Document extract |
U.S. military sees great potential in space based 5G (which has yet to be standardized)
Some analyst say that space-based 5G (which has yet to be standardized) will enable enhanced service to cities but also connects remote regions, including areas without traditional mobile service, ships off-shore, through natural disasters and in contested battlefields. Features of 5G from Space might include: connecting massive numbers of Internet of Things (IoT) sensors and devices.
From a March 14, 2023 Congressional Research Service In Focus report, National Security Implications of 5G Mobile Technologies:
5G mobile technologies will increase the speed of data transfer and improve bandwidth over existing fourth generation (4G) technologies, in turn enabling new military and commercial applications. 5G technologies are expected to support interconnected or autonomous devices, such as smart homes, self-driving vehicles, precision agriculture systems, industrial machinery, and advanced robotics. 5G for the military could additionally improve intelligence, surveillance, and reconnaissance (ISR) systems and processing; enable new methods of command and control (C2); and streamline logistics systems for increased efficiency, among other uses. As 5G technologies are developed and deployed, Congress may consider policies for spectrum management and national security, as well as implications for U.S. military operations.

Written task A | Echo the passage on space-based 5G word for word, starting with "Some analyst say" and going on through "sensors and devices.".
Written task B | List every example of interconnected or autonomous devices that the passage on space-based 5G says 5G technologies are expected to support.

Supplied material |

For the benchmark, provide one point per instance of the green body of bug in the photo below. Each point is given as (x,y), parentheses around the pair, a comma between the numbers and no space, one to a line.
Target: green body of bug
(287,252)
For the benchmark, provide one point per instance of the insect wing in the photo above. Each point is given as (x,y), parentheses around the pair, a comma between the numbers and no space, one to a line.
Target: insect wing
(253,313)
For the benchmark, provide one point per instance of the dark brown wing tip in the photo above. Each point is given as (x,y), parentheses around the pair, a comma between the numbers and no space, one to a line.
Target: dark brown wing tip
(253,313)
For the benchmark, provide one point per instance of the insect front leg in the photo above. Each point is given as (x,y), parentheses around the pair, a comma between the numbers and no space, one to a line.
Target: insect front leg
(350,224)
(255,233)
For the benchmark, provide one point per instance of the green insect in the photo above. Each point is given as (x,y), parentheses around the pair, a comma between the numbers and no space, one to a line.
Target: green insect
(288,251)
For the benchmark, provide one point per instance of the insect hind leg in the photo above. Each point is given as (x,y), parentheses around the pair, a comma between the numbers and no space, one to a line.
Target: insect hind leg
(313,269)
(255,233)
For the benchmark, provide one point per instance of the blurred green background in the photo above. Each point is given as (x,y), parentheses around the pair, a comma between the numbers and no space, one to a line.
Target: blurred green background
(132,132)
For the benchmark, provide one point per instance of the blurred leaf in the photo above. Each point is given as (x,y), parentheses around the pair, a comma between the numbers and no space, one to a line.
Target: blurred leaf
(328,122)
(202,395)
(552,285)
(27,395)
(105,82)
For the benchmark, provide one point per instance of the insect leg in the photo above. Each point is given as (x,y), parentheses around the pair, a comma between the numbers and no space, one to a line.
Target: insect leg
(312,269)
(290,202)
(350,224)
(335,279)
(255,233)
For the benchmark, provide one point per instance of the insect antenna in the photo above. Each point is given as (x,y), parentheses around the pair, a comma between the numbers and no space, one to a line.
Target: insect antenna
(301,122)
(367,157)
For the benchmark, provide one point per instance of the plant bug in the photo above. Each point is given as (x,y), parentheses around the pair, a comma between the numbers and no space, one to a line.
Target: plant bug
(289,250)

Task result A |
Some analyst say that space-based 5G (which has yet to be standardized) will enable enhanced service to cities but also connects remote regions, including areas without traditional mobile service, ships off-shore, through natural disasters and in contested battlefields. Features of 5G from Space might include: connecting massive numbers of Internet of Things (IoT) sensors and devices.

Task result B |
- Smart homes
- Self-driving vehicles
- Precision agriculture systems
- Industrial machinery
- Advanced robotics